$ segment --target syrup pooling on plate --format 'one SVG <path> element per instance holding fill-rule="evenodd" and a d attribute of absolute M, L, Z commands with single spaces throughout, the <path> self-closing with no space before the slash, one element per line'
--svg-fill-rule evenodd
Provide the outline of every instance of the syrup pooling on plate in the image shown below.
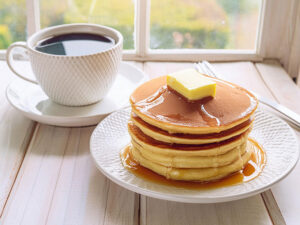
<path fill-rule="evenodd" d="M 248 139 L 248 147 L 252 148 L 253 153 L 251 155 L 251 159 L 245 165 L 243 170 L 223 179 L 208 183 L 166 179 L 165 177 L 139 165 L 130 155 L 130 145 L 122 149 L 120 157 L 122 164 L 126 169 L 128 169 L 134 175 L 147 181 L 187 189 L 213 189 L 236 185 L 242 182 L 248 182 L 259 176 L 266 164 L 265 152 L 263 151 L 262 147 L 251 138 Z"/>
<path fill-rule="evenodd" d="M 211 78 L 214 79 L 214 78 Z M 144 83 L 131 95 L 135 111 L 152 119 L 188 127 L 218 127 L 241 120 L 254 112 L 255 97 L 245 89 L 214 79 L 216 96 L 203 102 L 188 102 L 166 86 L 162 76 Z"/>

○ ○ ○ ○

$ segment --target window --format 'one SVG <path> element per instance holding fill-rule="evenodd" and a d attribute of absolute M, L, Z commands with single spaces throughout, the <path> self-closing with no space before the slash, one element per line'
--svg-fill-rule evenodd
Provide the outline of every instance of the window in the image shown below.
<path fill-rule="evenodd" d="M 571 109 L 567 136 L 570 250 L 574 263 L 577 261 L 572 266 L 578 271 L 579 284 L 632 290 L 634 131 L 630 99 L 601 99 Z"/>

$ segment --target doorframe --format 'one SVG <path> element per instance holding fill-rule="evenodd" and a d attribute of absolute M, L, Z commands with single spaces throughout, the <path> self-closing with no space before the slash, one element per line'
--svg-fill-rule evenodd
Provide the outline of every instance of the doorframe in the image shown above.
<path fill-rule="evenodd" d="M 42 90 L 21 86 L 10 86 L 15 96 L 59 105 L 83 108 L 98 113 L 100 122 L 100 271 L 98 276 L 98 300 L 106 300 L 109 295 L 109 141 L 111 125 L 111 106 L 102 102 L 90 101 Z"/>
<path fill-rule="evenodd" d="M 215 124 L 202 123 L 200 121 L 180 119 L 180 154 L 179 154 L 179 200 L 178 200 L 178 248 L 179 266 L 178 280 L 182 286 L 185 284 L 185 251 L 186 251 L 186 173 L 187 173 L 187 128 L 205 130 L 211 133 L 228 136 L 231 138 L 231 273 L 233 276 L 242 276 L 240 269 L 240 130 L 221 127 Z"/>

○ ○ ○ ○

▶ _What the exercise asks_
If a line in the entries holds the string "before", copy it.

▶ _Written solution_
$ segment --target syrup pooling on plate --format 'one SVG <path> element per instance holding fill-rule="evenodd" and a d attribute of absolute M, L, Z commands with single spaces throughout, the <path> self-closing with no space before the slash, one element per line'
$ segment --target window --format 'one SVG <path> element per instance holding fill-rule="evenodd" and a d attribute of absolute M, L, Z commands with single spaces throughout, the <path> self-closing with no space before the slash, one element per line'
$ segment --target doorframe --format 'one SVG <path> element per instance holding fill-rule="evenodd" and a d attribute of absolute M, L, Z commands with single spaces throughout, the <path> self-closing with no space before the slash, one element per line'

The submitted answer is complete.